EXERCISE INSTRUCTIONS
Output each record exactly. Leave none out.

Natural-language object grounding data
- Opening Delimiter -

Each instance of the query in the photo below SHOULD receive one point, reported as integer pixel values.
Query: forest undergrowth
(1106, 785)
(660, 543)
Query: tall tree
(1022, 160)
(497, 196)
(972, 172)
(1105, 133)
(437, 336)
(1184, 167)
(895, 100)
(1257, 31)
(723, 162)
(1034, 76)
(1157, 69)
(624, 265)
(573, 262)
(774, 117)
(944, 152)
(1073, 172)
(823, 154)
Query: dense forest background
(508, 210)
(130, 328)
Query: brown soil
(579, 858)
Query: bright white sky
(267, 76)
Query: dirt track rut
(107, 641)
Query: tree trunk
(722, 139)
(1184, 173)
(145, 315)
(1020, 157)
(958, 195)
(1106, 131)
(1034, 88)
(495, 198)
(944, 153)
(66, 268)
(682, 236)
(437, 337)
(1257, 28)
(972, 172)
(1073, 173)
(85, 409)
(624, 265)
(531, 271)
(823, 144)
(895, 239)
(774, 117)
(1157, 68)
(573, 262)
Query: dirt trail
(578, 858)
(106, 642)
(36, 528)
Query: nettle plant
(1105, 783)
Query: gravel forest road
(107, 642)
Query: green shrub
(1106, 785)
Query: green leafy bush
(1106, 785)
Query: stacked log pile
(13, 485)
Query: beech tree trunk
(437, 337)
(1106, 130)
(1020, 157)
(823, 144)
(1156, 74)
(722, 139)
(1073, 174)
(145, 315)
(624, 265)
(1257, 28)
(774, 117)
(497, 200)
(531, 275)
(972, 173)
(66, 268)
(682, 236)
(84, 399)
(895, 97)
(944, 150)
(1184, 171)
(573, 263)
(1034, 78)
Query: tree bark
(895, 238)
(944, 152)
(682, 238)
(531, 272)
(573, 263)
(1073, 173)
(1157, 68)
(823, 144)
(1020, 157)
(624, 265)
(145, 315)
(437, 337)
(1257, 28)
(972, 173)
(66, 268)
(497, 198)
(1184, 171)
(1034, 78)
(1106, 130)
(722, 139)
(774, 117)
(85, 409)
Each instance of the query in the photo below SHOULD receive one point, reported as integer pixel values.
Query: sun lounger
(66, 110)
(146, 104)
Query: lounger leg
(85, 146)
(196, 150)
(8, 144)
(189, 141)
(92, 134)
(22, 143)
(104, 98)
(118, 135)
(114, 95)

- Closing Delimiter -

RESPONSE
Each instance of the query in the photo below SHOULD receive one point, reported as integer pixel values.
Query: forest undergrowth
(1106, 785)
(660, 543)
Query: tall tree
(1022, 160)
(497, 196)
(972, 172)
(1105, 133)
(437, 336)
(1184, 167)
(895, 100)
(1257, 31)
(723, 162)
(1034, 76)
(1157, 69)
(624, 265)
(573, 262)
(774, 117)
(944, 152)
(1073, 172)
(823, 154)
Query: dense forest background
(508, 210)
(130, 328)
Query: brown soil
(579, 858)
Query: bright white sky
(267, 76)
Query: dirt track rut
(107, 641)
Query: tree trunk
(722, 139)
(1184, 173)
(145, 315)
(1020, 157)
(958, 195)
(1106, 131)
(1034, 88)
(495, 198)
(944, 153)
(66, 268)
(682, 236)
(437, 337)
(1257, 28)
(972, 172)
(1073, 173)
(85, 409)
(624, 265)
(531, 271)
(823, 144)
(895, 239)
(774, 117)
(1157, 68)
(573, 262)
Query: dirt trail
(578, 858)
(106, 642)
(36, 528)
Query: nettle plant
(1105, 783)
Query: gravel forest road
(107, 642)
Query: green shrub
(1106, 785)
Query: green leafy bush
(1106, 785)
Query: stacked log pile
(13, 485)
Query: beech tree trunk
(437, 337)
(1106, 130)
(1020, 157)
(823, 144)
(1156, 74)
(722, 139)
(1073, 174)
(145, 315)
(624, 265)
(1257, 28)
(774, 117)
(497, 200)
(531, 275)
(972, 173)
(66, 268)
(682, 236)
(84, 399)
(895, 97)
(944, 150)
(1184, 171)
(573, 263)
(1034, 78)
Query: tree bark
(895, 238)
(944, 152)
(682, 238)
(531, 272)
(573, 263)
(1073, 173)
(1157, 68)
(823, 144)
(1020, 157)
(624, 265)
(145, 315)
(437, 337)
(1257, 28)
(972, 173)
(66, 268)
(497, 198)
(1184, 171)
(1034, 78)
(1106, 130)
(722, 139)
(774, 117)
(85, 409)
Each instance of the query in the photo below SHOULD receive one point, reported as integer pixel values.
Query: sun lounger
(66, 110)
(146, 104)
Query: lounger leg
(85, 146)
(196, 150)
(8, 144)
(189, 141)
(92, 134)
(22, 143)
(104, 98)
(118, 135)
(114, 95)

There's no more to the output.